Managing Python Dependencies Transcripts
Chapter: Finding Quality Python Packages
Lecture: "Rules of Thumb" for Selecting a Great Package - Part 2
Login or
purchase this course
to watch this video and the rest of the course contents.
0:01
Not all Python packages are going to have a dedicated project homepage.
0:04
But what every project should have is some form of README file,
0:09
that introduces you to the project. So I always check those too.
0:13
And what I like to see here, is that
0:16
I want the README to cover the basics of the project,
0:19
what does the library do, and how do I install it.
0:23
You could learn a lot about the quality of a library,
0:25
by looking at how the maintainers communicate the value that the library provides,
0:30
I also want to know what license the project is under,
0:33
because that could really influence in what circumstances
0:36
you can actually use the project and then, it makes sense to quickly check
0:40
who the author is, is it a group of people,
0:43
is it a company, is it an individual contributor,
0:46
what have they done in the past, and do they seem trustworthy?
0:49
Let's take a look at a real project README now.
0:53
Alright, I am going to try and find the README file for the Reqests library now.
0:57
So, typically, what you'd be looking for is a link to the project source repository
1:02
so it already looks like this is hosted on GitHub here,
1:05
so I am just going to look for a link.
1:09
Alright, there we go, requests at GitHub,
1:12
so that should be the link to the GitHub project
1:14
where we can check out the project README, yes, this is it,
1:16
so when I scroll down this is where GitHub displays the README file,
1:19
and for other source control websites like Bitbucket,
1:22
they will either display the readme in the same fashion
1:25
or you can view it by finding the README file and then clicking directly on that.
1:29
Now the first thing that I can see here is that this looks really similar
1:32
to the project homepage which isn't a bad thing,
1:35
I mean, this contains all of the information that I wanted to get out of the README
1:38
and it looks like it's really well structured and nicely formatted.
1:41
So this is great, this tells me how to install the library, and it looks really simple,
1:46
it's pointing me to the documentation
1:48
and it also tells me how to contribute to the project.
1:52
If you're wondering what should go into a great README file,
1:54
I wrote this article a while ago,
1:56
about how you can write a great README for a github project,
1:59
I am covering a number of things here that in my opinion
2:01
should go into a great README, for example, it should talk about
2:05
what the project actually does, how to install it,
2:07
some example usage, how someone could set up a development environment,
2:11
some link to a change log, and then also license and author info,
2:16
you can check out the full article in the link that you see here.
2:24
Now let's go back to the Requests README. I said that I'd like to know
2:28
under which license a library was published, so let's find that out now.
2:31
Usually where you can find that information is in a license file,
2:34
at the root of the repository.

Tasks for this exercise >>
A - According to the transcript, why does the speaker want to know which license a project is under? Answer in one to three sentences.
B - Copy everything in the transcript from "Managing Python Dependencies" down to "dedicated project homepage.".

Data block >>

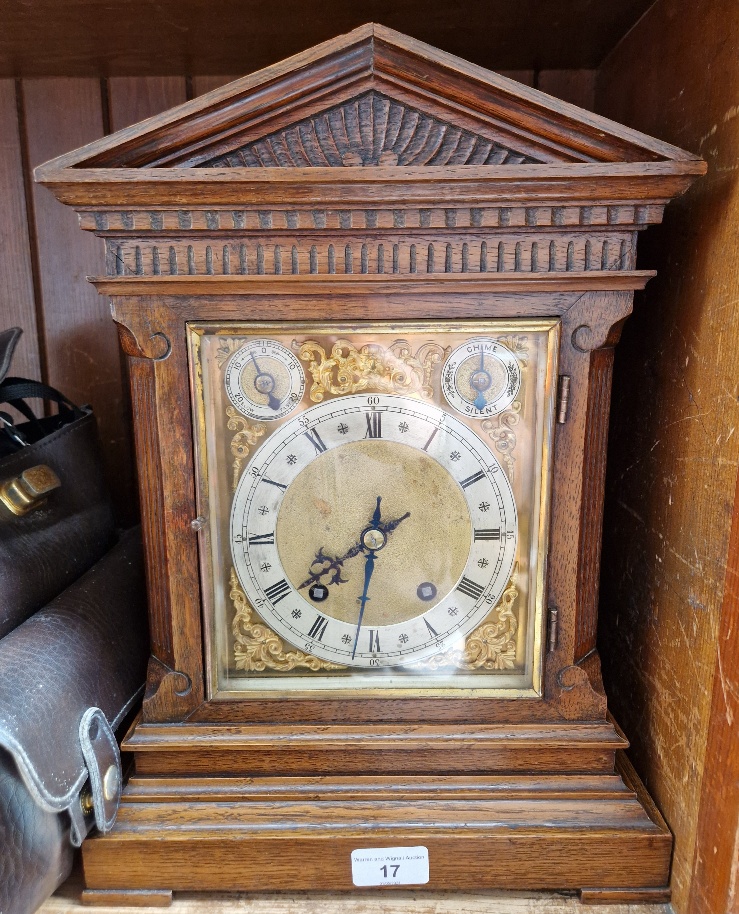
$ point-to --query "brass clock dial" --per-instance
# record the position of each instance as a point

Answers provided >>
A - The license can strongly affect the circumstances in which you can actually use the project.

B -
Managing Python Dependencies Transcripts
Chapter: Finding Quality Python Packages
Lecture: "Rules of Thumb" for Selecting a Great Package - Part 2
Login or
purchase this course
to watch this video and the rest of the course contents.
0:01
Not all Python packages are going to have a dedicated project homepage.